___ RECORDS ___

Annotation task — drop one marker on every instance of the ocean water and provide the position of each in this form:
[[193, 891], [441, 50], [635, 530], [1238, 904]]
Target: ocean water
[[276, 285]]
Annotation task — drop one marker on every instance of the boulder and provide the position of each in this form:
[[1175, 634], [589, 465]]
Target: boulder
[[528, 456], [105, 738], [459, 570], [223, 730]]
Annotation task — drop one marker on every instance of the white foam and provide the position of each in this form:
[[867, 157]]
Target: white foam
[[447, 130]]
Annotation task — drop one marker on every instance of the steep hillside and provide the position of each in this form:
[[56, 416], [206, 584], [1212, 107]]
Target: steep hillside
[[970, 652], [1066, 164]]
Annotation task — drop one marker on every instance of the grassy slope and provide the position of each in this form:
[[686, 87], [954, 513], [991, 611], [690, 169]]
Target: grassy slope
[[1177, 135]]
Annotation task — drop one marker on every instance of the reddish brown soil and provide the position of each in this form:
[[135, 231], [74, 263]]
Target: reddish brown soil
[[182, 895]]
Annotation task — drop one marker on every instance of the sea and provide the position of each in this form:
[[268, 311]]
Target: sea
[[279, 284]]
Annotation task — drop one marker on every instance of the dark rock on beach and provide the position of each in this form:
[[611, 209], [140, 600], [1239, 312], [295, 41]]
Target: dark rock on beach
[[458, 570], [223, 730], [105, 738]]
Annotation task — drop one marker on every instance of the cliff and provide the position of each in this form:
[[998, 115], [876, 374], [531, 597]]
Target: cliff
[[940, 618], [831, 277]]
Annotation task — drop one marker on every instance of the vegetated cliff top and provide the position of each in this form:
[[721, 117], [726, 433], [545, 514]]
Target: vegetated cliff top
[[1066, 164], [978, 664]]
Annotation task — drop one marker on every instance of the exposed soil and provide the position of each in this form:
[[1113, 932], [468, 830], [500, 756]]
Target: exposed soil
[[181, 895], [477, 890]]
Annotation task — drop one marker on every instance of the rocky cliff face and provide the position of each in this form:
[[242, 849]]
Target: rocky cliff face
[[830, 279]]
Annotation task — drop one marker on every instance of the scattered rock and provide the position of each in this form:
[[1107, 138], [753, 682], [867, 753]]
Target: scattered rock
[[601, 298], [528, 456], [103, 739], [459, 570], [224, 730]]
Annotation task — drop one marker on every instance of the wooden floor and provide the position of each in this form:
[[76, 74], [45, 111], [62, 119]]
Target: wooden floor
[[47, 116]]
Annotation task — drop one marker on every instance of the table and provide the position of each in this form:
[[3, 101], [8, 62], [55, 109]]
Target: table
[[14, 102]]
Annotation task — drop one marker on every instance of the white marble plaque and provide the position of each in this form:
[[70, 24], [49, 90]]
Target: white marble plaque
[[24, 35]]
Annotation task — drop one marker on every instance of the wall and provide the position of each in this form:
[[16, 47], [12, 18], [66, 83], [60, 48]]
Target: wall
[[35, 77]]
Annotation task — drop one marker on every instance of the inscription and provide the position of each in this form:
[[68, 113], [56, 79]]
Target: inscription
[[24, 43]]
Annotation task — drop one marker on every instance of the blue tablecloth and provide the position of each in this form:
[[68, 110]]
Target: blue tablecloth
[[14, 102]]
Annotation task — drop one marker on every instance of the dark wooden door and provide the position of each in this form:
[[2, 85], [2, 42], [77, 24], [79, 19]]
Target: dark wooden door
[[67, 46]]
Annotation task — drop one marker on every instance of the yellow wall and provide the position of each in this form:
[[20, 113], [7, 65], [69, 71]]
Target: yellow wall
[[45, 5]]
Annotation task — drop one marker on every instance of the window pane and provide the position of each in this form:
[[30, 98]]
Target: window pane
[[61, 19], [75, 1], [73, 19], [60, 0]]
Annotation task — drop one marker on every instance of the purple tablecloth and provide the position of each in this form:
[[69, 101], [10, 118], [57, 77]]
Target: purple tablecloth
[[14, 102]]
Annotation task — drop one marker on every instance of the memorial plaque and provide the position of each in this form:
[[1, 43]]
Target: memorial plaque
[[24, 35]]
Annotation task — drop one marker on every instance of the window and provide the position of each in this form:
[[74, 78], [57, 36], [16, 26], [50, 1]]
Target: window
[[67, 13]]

___

### EXERCISE DETAILS
Rewrite the entries from the line containing "of the blue" through the end of the entries, changing every "drop one marker" to "place a single marker" and keeping everything else the same.

### THE RESPONSE
Annotation task — place a single marker on every instance of the blue tablecloth and provide the position of each in this form:
[[68, 110]]
Target: blue tablecloth
[[14, 102]]
Annotation task — place a single marker on every instance of the dark wooden door and provide the position of each in this form:
[[2, 85], [2, 42], [77, 24], [79, 19]]
Target: dark wooden door
[[67, 46]]
Annotation task — place a single marker on every instance of the yellow wall and provide the position of each in this form:
[[20, 113], [7, 65], [69, 71]]
Target: yellow wall
[[45, 5]]
Annotation task — place a single marker on every instance of the window pane and provide the position of each in this form:
[[30, 98]]
Target: window pane
[[61, 19], [75, 1], [73, 19], [60, 0]]
Annotation task — place a single marker on every instance of the purple tablecloth and provide the position of each in this form:
[[69, 101], [10, 118], [57, 77]]
Target: purple tablecloth
[[14, 102]]
Annotation task — place a single marker on every instance of the memorial plaque and provide the position of each in this form:
[[1, 43]]
Target: memorial plaque
[[24, 35]]
Annotation task — place a single marker on every instance of the window and provide the position of each in this form:
[[74, 78], [57, 36], [16, 26], [50, 1]]
Target: window
[[67, 13]]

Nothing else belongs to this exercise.